- _Requirement 1_: In the article on the Catholic-Jewish dialogue commission, how would you translate this sentence into Spanish: "They said religious leaders could help ensure that progress would be "a blessing rather than a curse.""?
- _Requirement 2_: According to the article on the Catholic-Jewish dialogue commission, on what dates did the commission members meet at the Vatican?
- _Requirement 3_: Extend the article on the Catholic-Jewish dialogue commission by writing what comes next after its last sentence.
***** Source passage
Members of the dialogue commission sponsored by the Vatican and the Chief Rabbinate of Israel met at the Vatican Jan. 17-20 to discuss Catholic and Jewish teaching on creation and on the environment.
In a statement issued at the end of the meeting, the commission said there is a tension between "secular environmentalist movements and religious perspectives" on ecology, because Christians and Jews follow biblical teaching that gives human beings a special place and a special responsibility for the rest of creation.
They said the Bible "views nature as being endowed with sanctity that flows from the Creator," but it also asserts that God made human beings "the summit of his inherently good creation" and gave them stewardship over the earth.
In order to intervene ethically in the natural order, they said, people must recognize the limits of "the power of science and its claim to absoluteness," and act in a way that expresses solidarity with present and future generations.
"Not everything that is technically feasible is morally acceptable. It is this consciousness that ensures that every aspect of human advancement promotes the well-being of future generations and sanctifies the Divine Name, just as its absence leads to destructive consequences for humanity and (the) environment and profanes the Divine Name," the statement said.
The dialogue members said scientists and governments should seek ethical guidance from religious leaders before taking any action that would change nature.
They said religious leaders could help ensure that progress would be "a blessing rather than a curse."
"Humankind today faces a unique environmental crisis, which is substantially the product of unbridled material and technological exploitation," they said.
**********
***** Recorded information
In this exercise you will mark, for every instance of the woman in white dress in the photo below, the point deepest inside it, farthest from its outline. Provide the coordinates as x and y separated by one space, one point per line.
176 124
**********
- _Answer space 1_: Dijeron que los líderes religiosos podrían ayudar a garantizar que el progreso fuera "una bendición y no una maldición".

- _Answer space 2_: Jan. 17-20.

- _Answer space 3_:
Science, technology and political action are all necessary to reverse the situation, but it also is essential that people learn to act with "self-restraint, humility and discipline," the statement said.
The Vatican newspaper, L'Osservatore Romano, printed an abridged version of the presentation Italian Archbishop Bruno Forte of Chieti-Vasto made to his fellow dialogue commission members.
"Biblical tradition places the human person and the cosmos within a unique plan of covenant: while receiving a particular dignity and responsibility, man stands before God in solidarity with all creation, called to realize the covenant spirit in his relationship with the Creator, with other human beings and with the entire universe," the archbishop said.
Creation is not divine, he said, but "precisely as the object of the creative love of the God of the covenant, nature has its own high dignity."
In the biblical viewpoint, no intervention into the natural order is legitimate "if it leads in any way or to any degree to a violation of the sacredness of human life and the unique and unrepeatable dignity of each human person," he said. Genetic testing to identify and treat a problem can be legitimate, the archbishop said, but any action that fundamentally changes a human being or destroys a human life is not.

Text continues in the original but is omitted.